> The task
For the records below, tally every line that has the word "bloom" and reply with the number alone.

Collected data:
****
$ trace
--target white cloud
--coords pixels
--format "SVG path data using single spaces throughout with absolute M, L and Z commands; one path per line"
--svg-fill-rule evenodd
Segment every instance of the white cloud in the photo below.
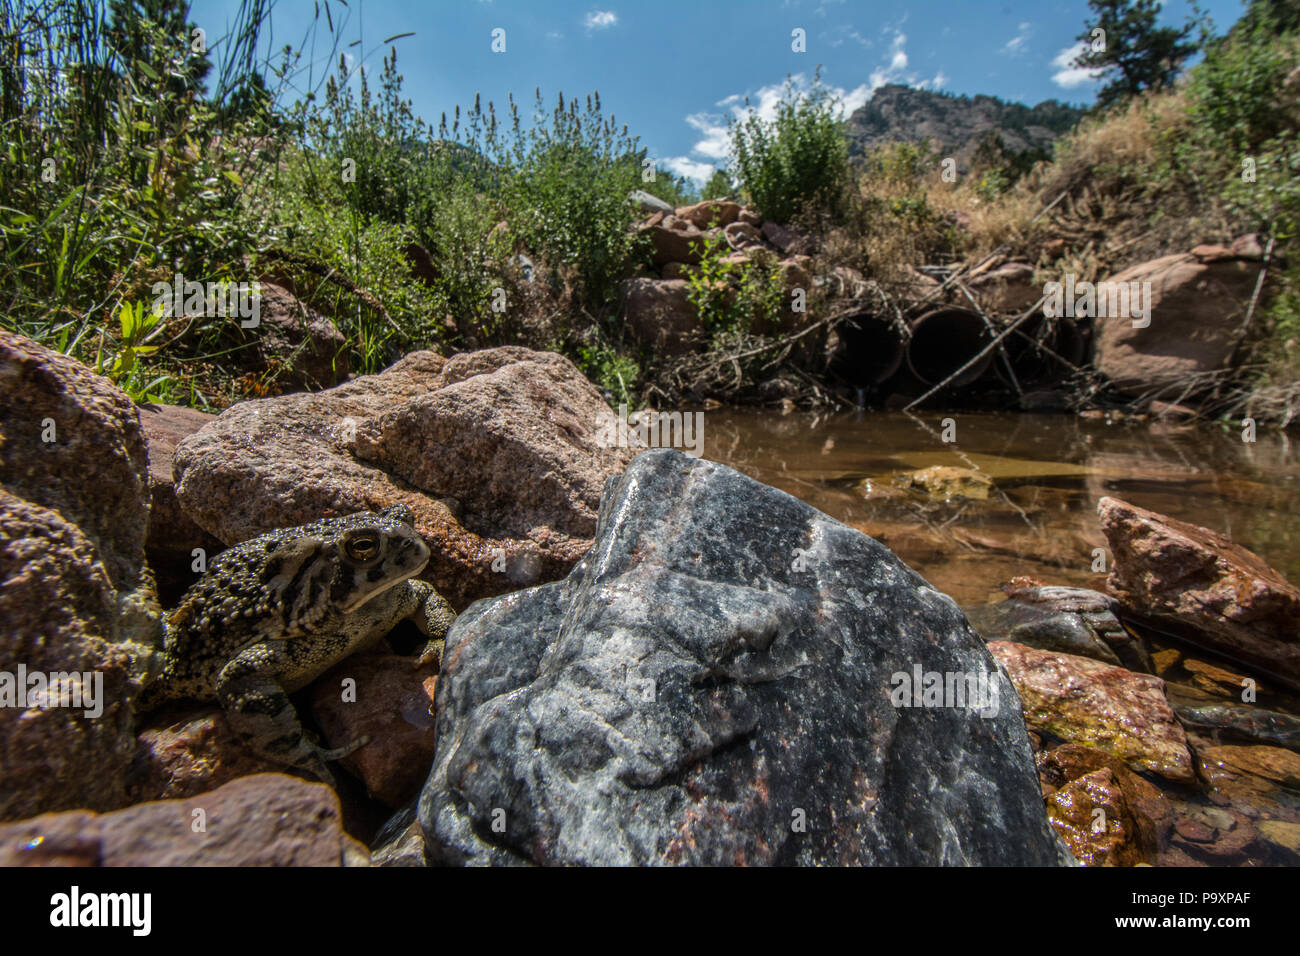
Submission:
M 1033 32 L 1033 24 L 1029 22 L 1020 23 L 1016 27 L 1017 33 L 1008 40 L 1002 47 L 1002 52 L 1010 56 L 1016 56 L 1024 53 L 1029 44 L 1029 35 Z
M 1103 71 L 1074 65 L 1075 57 L 1087 48 L 1086 43 L 1078 43 L 1075 46 L 1067 46 L 1056 54 L 1052 59 L 1052 66 L 1056 67 L 1056 72 L 1052 74 L 1052 82 L 1067 90 L 1096 82 Z
M 850 36 L 860 43 L 864 42 L 856 31 Z M 910 72 L 908 70 L 906 45 L 907 35 L 901 30 L 895 30 L 889 45 L 887 62 L 872 71 L 869 82 L 851 90 L 828 86 L 828 91 L 839 101 L 845 116 L 848 116 L 870 100 L 871 95 L 886 83 L 904 82 L 918 89 L 937 90 L 948 82 L 948 77 L 944 75 L 943 70 L 939 70 L 931 79 L 922 79 L 915 73 Z M 805 93 L 812 87 L 810 78 L 803 73 L 796 73 L 791 76 L 790 83 L 796 93 Z M 757 115 L 760 119 L 771 121 L 776 118 L 777 106 L 784 95 L 785 84 L 773 83 L 759 88 L 756 92 L 748 94 L 748 96 L 742 93 L 733 93 L 731 96 L 718 100 L 714 105 L 721 112 L 699 112 L 687 115 L 687 125 L 700 134 L 700 138 L 691 147 L 692 156 L 674 157 L 665 160 L 664 165 L 679 176 L 686 176 L 701 183 L 704 182 L 713 174 L 715 166 L 725 163 L 731 152 L 731 135 L 728 129 L 728 121 L 744 122 L 751 115 Z M 697 159 L 695 157 L 701 158 Z
M 663 161 L 662 165 L 674 176 L 685 176 L 697 183 L 707 182 L 713 175 L 713 171 L 717 169 L 713 163 L 699 163 L 686 156 L 670 156 Z
M 582 24 L 590 30 L 605 30 L 618 23 L 618 14 L 613 10 L 592 10 L 583 19 Z
M 886 83 L 893 83 L 904 79 L 904 72 L 907 70 L 907 51 L 903 49 L 907 45 L 907 35 L 904 33 L 895 33 L 894 40 L 889 45 L 889 65 L 878 66 L 871 71 L 871 88 L 879 89 Z
M 917 83 L 916 87 L 920 90 L 933 90 L 937 93 L 942 90 L 947 83 L 948 77 L 944 74 L 943 70 L 940 70 L 931 79 L 922 80 L 920 83 Z
M 735 97 L 727 98 L 727 100 L 731 99 L 735 99 Z M 727 100 L 723 100 L 718 105 L 722 106 Z M 736 110 L 735 112 L 740 113 L 742 111 Z M 731 148 L 731 140 L 727 135 L 725 118 L 718 116 L 716 113 L 692 113 L 686 117 L 686 123 L 704 136 L 703 139 L 691 147 L 691 152 L 707 156 L 709 159 L 726 158 L 727 151 Z

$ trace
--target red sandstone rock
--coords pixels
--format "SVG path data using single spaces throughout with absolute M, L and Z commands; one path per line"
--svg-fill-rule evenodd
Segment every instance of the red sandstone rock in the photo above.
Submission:
M 1300 686 L 1300 589 L 1220 534 L 1118 498 L 1097 504 L 1107 587 L 1182 636 Z

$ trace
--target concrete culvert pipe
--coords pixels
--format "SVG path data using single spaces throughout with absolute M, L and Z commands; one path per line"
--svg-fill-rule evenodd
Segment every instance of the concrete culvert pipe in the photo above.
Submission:
M 927 385 L 937 385 L 969 362 L 992 336 L 984 320 L 966 309 L 935 309 L 912 322 L 907 366 Z M 952 380 L 952 385 L 979 381 L 993 364 L 996 349 L 981 355 Z
M 898 326 L 863 312 L 836 327 L 840 338 L 832 371 L 858 388 L 879 385 L 903 364 L 903 338 Z

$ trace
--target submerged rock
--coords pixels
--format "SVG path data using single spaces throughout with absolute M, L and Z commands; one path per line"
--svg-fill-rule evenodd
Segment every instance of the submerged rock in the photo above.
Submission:
M 1048 818 L 1079 862 L 1158 862 L 1175 819 L 1174 804 L 1163 791 L 1095 747 L 1061 744 L 1034 759 Z
M 920 491 L 932 498 L 943 500 L 950 498 L 983 500 L 993 490 L 993 482 L 987 476 L 970 468 L 954 468 L 948 465 L 931 465 L 920 471 L 899 475 L 894 482 L 900 487 Z
M 900 693 L 918 672 L 993 706 L 921 706 Z M 1061 861 L 1015 691 L 956 605 L 674 451 L 610 480 L 568 578 L 457 620 L 435 711 L 438 862 Z
M 1234 707 L 1206 704 L 1201 707 L 1174 706 L 1184 726 L 1218 733 L 1236 740 L 1272 744 L 1300 751 L 1300 717 L 1262 707 Z
M 1047 815 L 1070 852 L 1086 866 L 1143 862 L 1139 823 L 1109 768 L 1084 774 L 1050 794 Z

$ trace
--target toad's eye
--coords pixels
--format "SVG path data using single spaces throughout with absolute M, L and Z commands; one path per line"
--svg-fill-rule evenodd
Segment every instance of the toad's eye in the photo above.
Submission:
M 379 535 L 366 532 L 343 542 L 343 550 L 353 561 L 369 561 L 379 553 Z

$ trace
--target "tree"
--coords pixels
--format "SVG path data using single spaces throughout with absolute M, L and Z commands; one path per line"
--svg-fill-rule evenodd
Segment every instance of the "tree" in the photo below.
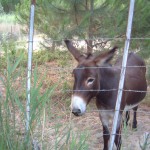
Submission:
M 95 46 L 105 46 L 111 38 L 125 38 L 128 8 L 129 1 L 120 0 L 37 0 L 35 28 L 54 41 L 84 39 L 87 51 L 91 52 Z M 149 36 L 149 9 L 149 1 L 135 1 L 132 37 Z M 24 0 L 17 10 L 21 22 L 28 23 L 29 1 Z M 113 43 L 123 46 L 124 39 L 111 41 Z M 140 54 L 149 56 L 148 49 L 144 51 L 150 46 L 148 40 L 132 40 L 131 46 L 139 49 Z
M 111 9 L 115 11 L 119 9 L 120 14 L 118 15 L 118 26 L 121 26 L 119 32 L 121 35 L 125 34 L 127 22 L 125 18 L 128 17 L 129 1 L 120 0 L 107 0 L 105 1 L 105 7 L 107 10 Z M 148 0 L 136 0 L 135 10 L 132 26 L 132 40 L 131 49 L 136 49 L 139 55 L 148 59 L 150 56 L 150 39 L 144 39 L 150 37 L 150 1 Z M 109 12 L 109 13 L 111 13 Z M 115 15 L 116 16 L 116 15 Z M 117 33 L 117 32 L 116 32 Z M 141 39 L 140 39 L 141 38 Z
M 20 4 L 17 9 L 21 10 L 18 11 L 21 22 L 27 18 L 26 13 L 23 13 L 26 4 Z M 101 27 L 99 18 L 104 12 L 101 4 L 98 0 L 38 0 L 35 28 L 53 40 L 74 37 L 85 39 L 87 51 L 91 52 L 95 46 L 92 39 L 99 36 L 97 31 Z
M 15 5 L 18 4 L 20 0 L 1 0 L 0 3 L 3 7 L 5 13 L 10 13 L 15 10 Z
M 3 10 L 3 6 L 2 4 L 0 3 L 0 14 L 4 13 L 4 10 Z

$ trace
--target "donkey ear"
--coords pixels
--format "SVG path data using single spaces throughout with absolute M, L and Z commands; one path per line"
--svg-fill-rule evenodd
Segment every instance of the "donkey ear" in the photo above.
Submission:
M 114 47 L 110 51 L 96 56 L 94 58 L 94 62 L 96 63 L 96 65 L 100 66 L 100 65 L 102 65 L 104 63 L 109 62 L 113 58 L 114 53 L 115 53 L 115 51 L 116 51 L 117 48 L 118 47 Z
M 70 53 L 73 55 L 73 57 L 79 62 L 81 59 L 83 59 L 83 55 L 80 54 L 80 52 L 73 46 L 72 42 L 70 40 L 65 40 L 66 46 Z

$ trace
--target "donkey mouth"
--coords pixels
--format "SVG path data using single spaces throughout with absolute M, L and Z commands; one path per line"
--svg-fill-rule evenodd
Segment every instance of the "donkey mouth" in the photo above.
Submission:
M 77 113 L 77 112 L 72 112 L 75 116 L 79 117 L 79 116 L 82 116 L 81 113 Z
M 77 114 L 77 113 L 73 113 L 76 117 L 79 117 L 80 115 L 79 114 Z

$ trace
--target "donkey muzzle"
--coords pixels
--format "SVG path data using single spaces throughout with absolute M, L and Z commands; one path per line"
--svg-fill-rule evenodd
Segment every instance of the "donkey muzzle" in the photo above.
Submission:
M 81 116 L 86 111 L 86 103 L 83 98 L 73 95 L 71 100 L 71 110 L 75 116 Z

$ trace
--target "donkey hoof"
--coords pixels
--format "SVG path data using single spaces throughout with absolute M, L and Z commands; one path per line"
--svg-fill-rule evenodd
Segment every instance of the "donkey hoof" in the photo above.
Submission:
M 137 121 L 135 121 L 135 122 L 133 122 L 133 124 L 132 124 L 132 129 L 134 130 L 136 130 L 137 129 Z
M 137 125 L 132 125 L 132 130 L 137 131 Z

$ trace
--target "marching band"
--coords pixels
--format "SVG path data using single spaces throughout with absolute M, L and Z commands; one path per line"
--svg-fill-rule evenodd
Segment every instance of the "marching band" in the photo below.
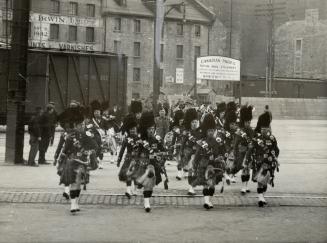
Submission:
M 212 197 L 218 184 L 222 193 L 225 183 L 235 183 L 241 173 L 240 193 L 250 192 L 250 179 L 257 184 L 258 206 L 267 202 L 264 194 L 268 184 L 274 186 L 279 171 L 279 148 L 271 132 L 271 116 L 259 116 L 251 127 L 250 105 L 238 107 L 235 102 L 197 108 L 179 104 L 156 119 L 152 111 L 143 111 L 142 103 L 133 100 L 129 114 L 119 121 L 109 112 L 108 102 L 93 101 L 90 107 L 72 102 L 59 117 L 63 132 L 55 152 L 59 184 L 63 196 L 71 202 L 71 212 L 80 211 L 81 188 L 86 189 L 91 170 L 102 169 L 103 154 L 110 153 L 119 167 L 118 179 L 126 184 L 130 199 L 143 191 L 144 209 L 151 211 L 150 198 L 155 186 L 164 183 L 168 190 L 166 162 L 177 162 L 176 180 L 187 177 L 189 196 L 201 187 L 203 207 L 214 207 Z M 164 114 L 163 113 L 163 114 Z M 169 116 L 171 119 L 169 119 Z M 168 122 L 169 131 L 159 136 L 157 121 Z M 251 176 L 252 175 L 252 176 Z

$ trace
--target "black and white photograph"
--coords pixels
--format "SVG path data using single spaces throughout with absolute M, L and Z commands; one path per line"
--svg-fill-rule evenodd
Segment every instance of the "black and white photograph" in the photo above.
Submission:
M 327 0 L 0 0 L 0 243 L 327 242 Z

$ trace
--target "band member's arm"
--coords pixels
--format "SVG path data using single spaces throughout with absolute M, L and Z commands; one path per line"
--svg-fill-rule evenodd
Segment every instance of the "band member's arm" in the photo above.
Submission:
M 55 152 L 55 156 L 54 156 L 55 160 L 58 159 L 59 154 L 60 154 L 61 150 L 63 149 L 64 142 L 65 142 L 65 135 L 62 134 L 62 135 L 60 136 L 60 140 L 59 140 L 59 143 L 58 143 L 58 146 L 57 146 L 56 152 Z
M 118 155 L 118 159 L 117 159 L 117 166 L 120 165 L 120 162 L 121 162 L 121 160 L 123 158 L 123 155 L 124 155 L 124 152 L 125 152 L 126 148 L 127 148 L 127 140 L 124 139 L 123 144 L 122 144 L 122 146 L 120 148 L 120 151 L 119 151 L 119 155 Z

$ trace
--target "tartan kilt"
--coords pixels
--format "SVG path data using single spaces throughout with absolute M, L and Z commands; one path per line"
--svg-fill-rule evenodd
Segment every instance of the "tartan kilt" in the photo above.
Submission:
M 128 179 L 127 171 L 130 169 L 131 162 L 132 162 L 132 157 L 129 155 L 126 155 L 124 163 L 118 173 L 118 178 L 120 181 L 122 181 L 122 182 L 127 181 L 127 179 Z
M 243 160 L 245 158 L 246 151 L 239 152 L 235 155 L 234 167 L 231 170 L 231 174 L 237 174 L 243 168 Z
M 74 183 L 88 184 L 89 180 L 89 173 L 85 165 L 78 163 L 74 159 L 66 159 L 60 176 L 59 185 L 64 184 L 68 186 Z

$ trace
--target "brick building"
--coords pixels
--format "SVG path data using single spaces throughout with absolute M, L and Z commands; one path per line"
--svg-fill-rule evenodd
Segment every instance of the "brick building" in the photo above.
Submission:
M 185 3 L 172 7 L 170 3 Z M 166 1 L 161 36 L 160 84 L 165 94 L 187 93 L 195 82 L 195 56 L 224 55 L 226 30 L 197 0 Z M 154 8 L 146 0 L 106 0 L 103 5 L 106 51 L 128 56 L 128 97 L 152 92 Z
M 10 43 L 12 3 L 6 11 L 0 0 L 1 43 Z M 101 0 L 31 0 L 29 28 L 31 48 L 103 51 Z
M 307 9 L 275 32 L 275 76 L 327 80 L 327 20 Z

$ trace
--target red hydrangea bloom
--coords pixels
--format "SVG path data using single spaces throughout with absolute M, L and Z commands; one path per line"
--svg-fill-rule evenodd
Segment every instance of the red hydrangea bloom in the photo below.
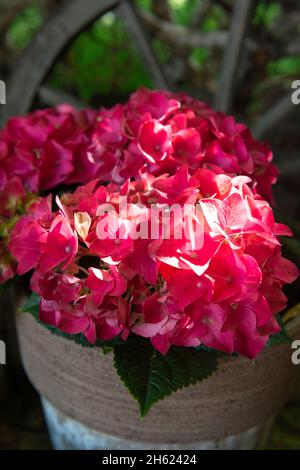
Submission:
M 8 178 L 18 176 L 32 192 L 66 181 L 76 168 L 74 143 L 88 133 L 94 114 L 64 105 L 10 119 L 0 133 L 6 147 L 2 171 Z
M 275 315 L 286 304 L 282 287 L 298 270 L 281 255 L 278 235 L 289 229 L 274 221 L 251 183 L 206 169 L 191 176 L 181 168 L 173 176 L 144 173 L 120 187 L 93 181 L 63 194 L 54 213 L 49 198 L 42 199 L 16 224 L 9 245 L 20 273 L 34 268 L 31 288 L 42 299 L 41 320 L 91 343 L 135 333 L 163 354 L 171 345 L 204 344 L 255 357 L 280 330 Z M 153 200 L 198 210 L 183 221 L 170 218 L 168 237 L 160 230 L 133 236 L 141 234 L 142 222 L 151 228 Z M 143 211 L 135 205 L 141 201 Z M 99 236 L 110 216 L 103 207 L 114 211 L 106 239 Z
M 115 266 L 111 266 L 107 271 L 89 268 L 89 276 L 85 285 L 91 290 L 95 305 L 102 304 L 106 294 L 119 297 L 124 294 L 127 288 L 126 280 Z
M 0 217 L 10 219 L 26 201 L 26 191 L 18 176 L 6 180 L 0 192 Z
M 163 160 L 170 145 L 169 127 L 155 120 L 146 121 L 140 127 L 138 145 L 142 154 L 151 163 Z
M 183 164 L 195 178 L 199 169 L 250 176 L 253 191 L 272 200 L 272 152 L 244 124 L 185 94 L 141 88 L 111 109 L 62 105 L 10 119 L 0 131 L 0 217 L 6 224 L 22 213 L 28 196 L 19 186 L 39 193 L 95 178 L 121 185 L 148 172 L 171 178 Z
M 64 214 L 51 214 L 49 197 L 32 211 L 20 218 L 10 237 L 9 249 L 19 263 L 18 274 L 37 266 L 43 274 L 58 265 L 67 267 L 77 253 L 76 232 Z
M 270 199 L 278 173 L 271 161 L 270 148 L 232 116 L 184 94 L 145 88 L 112 109 L 58 106 L 12 118 L 0 132 L 0 187 L 18 176 L 33 192 L 95 177 L 122 183 L 149 170 L 174 174 L 185 163 L 190 173 L 213 167 L 249 175 Z
M 185 94 L 141 88 L 111 109 L 13 118 L 0 131 L 0 282 L 33 270 L 41 320 L 91 343 L 134 333 L 163 354 L 255 357 L 298 275 L 269 205 L 277 174 L 267 144 Z M 61 184 L 84 186 L 53 212 L 38 193 Z

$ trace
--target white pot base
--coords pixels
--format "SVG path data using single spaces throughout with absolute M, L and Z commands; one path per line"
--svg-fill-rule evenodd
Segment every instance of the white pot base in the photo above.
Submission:
M 191 444 L 157 444 L 131 441 L 95 431 L 70 418 L 41 398 L 50 439 L 56 450 L 237 450 L 253 449 L 268 424 L 254 426 L 237 435 Z

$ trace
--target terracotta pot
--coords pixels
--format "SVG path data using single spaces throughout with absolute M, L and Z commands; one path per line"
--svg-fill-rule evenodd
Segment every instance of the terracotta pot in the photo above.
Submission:
M 207 380 L 157 403 L 141 421 L 112 355 L 58 337 L 30 314 L 17 315 L 17 330 L 56 448 L 251 447 L 288 399 L 300 371 L 287 345 L 268 348 L 255 361 L 222 359 Z

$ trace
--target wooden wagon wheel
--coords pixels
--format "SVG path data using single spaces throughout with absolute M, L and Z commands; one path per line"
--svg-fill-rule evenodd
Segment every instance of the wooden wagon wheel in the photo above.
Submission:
****
> Result
2